» **Text provided**:
BEGIN
So, I sat alone with my grandmother. I watched the TV. I have no idea what was on. I didn't turn up the volume. And I talked to her. Only I felt like, being alone in the room for all intents and purposes, it would only increase the crazy quotient marked on our chart if I spoke out loud. I employed a technique first perfected when I needed to talk to my stuffed bear and wanted the crazy quotient to stay low. A technique, I might add, that proved effective with that bear until about last week. I thought what I wanted to say in sentences and paragraphs...very, very loudly. I remembered some things that ET said, about how it's important to let a dying person know that it's OK to go if they need to. So I told her it was OK to go and it would suck but it was better for her to do what she needed to do and thank you for waiting for me to get there and even that I was sorry that I hadn't stayed the night before and I hoped that was all right with her, too. I held her hand. It was cold. My brain split in two. One half knew that it was cold because she was nearly dead and it wasn't going to get any warmer no matter what and kept replaying that monologue by Mistress Quickly in one of the Henrys where she talks about the cold creeping up Falstaff's body as he dies. The other half just had to put a blanket over her hands, I couldn't stop it. So there we sat.
Then they came back and I went and ate from the salad bar, I put peas and ham on my salad which I really like, and blue cheese dressing. It was good. I thought about having some ice cream or pudding as dessert but I figured I ought to get back soon.
My uncle arrived. He's not a fan of open air, of silence in a group. He's a salesman and sort of a politician. He is someone who, most definitely, would not like to be given an alone time job in a time of stress. So he did (what I consider) the heavy lifting.
At some point I took another alone moment. I went to the chapel and cried, quietly but with as much ugly as I needed so I could go back into the room and do the weird half normal thing we were doing.
I was sitting in a chair, the OMF was in a chair next to me, Rena was standing near the foot of the bed, Uncle was leaning over sort of oddly to hold Grammy's right hand and Mama Kizz was on the other side sitting in a chair and holding her left. After the big nurse had brought these oddly minty smelling hydrating swabs to swab Grammy's mouth her breathing had lost the wheezy moan. It got very quiet. We spoke more quietly and with more breaks in the conversation. It went on longer than I thought it would. Also shorter, but longer, plenty of time for me to wonder how much longer it would be. And then one time she just didn't breathe in again. It was just over. No shudder, no twitch, no sign from the heavens.
I would have waited longer. I would have listened to the silence some more. Uncle would and did not. Maybe 10 seconds after that moment when you know it's just...over, he said, "I think that was it. I should go get someone." And he did. The nurse came and checked the nonexistent vitals and said it was over and we should take as much time as we wanted.
END
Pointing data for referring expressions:
BEGIN
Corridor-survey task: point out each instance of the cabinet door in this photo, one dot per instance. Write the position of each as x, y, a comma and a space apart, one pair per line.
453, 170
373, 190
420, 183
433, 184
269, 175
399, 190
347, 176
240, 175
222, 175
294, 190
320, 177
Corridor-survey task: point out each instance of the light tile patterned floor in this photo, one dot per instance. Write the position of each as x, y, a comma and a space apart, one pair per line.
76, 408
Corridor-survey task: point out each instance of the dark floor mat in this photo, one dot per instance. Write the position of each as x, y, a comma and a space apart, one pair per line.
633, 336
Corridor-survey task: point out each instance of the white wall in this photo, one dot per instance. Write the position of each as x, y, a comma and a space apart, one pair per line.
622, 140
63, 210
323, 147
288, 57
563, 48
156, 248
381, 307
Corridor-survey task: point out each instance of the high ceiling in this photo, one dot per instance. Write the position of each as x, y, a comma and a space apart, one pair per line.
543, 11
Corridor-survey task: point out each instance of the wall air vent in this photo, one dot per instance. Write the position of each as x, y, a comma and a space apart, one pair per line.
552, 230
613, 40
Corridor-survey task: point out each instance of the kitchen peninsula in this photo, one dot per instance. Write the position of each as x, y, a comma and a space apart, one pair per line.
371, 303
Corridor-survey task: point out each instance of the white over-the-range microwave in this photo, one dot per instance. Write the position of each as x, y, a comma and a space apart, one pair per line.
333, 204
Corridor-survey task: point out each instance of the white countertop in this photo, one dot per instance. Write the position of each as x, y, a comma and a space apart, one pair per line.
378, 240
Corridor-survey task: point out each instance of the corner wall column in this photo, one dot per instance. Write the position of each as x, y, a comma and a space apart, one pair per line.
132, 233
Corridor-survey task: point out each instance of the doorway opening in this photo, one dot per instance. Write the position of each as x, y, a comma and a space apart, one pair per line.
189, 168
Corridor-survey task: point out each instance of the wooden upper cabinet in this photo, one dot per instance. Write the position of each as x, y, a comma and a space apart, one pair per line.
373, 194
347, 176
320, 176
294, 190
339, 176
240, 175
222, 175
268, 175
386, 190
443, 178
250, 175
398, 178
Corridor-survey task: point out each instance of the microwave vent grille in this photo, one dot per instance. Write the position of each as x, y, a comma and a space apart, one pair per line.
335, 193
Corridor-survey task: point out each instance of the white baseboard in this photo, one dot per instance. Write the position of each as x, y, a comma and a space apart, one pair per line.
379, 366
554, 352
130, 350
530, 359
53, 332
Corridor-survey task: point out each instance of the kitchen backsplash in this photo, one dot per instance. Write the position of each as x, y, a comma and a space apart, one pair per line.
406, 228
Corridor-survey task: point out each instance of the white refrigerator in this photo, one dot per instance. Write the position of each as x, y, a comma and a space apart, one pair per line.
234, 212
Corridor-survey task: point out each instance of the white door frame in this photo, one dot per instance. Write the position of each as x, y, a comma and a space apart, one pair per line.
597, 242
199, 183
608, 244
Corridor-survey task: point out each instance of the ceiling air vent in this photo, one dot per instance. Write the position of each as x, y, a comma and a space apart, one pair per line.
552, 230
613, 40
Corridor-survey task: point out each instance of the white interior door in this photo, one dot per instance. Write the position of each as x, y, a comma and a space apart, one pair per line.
END
In the account of the grandmother's last hours, what did the narrator put on the salad from the salad bar? The lines were taken from a different source than the text.

» **Exercise result**:
Peas, ham and blue cheese dressing.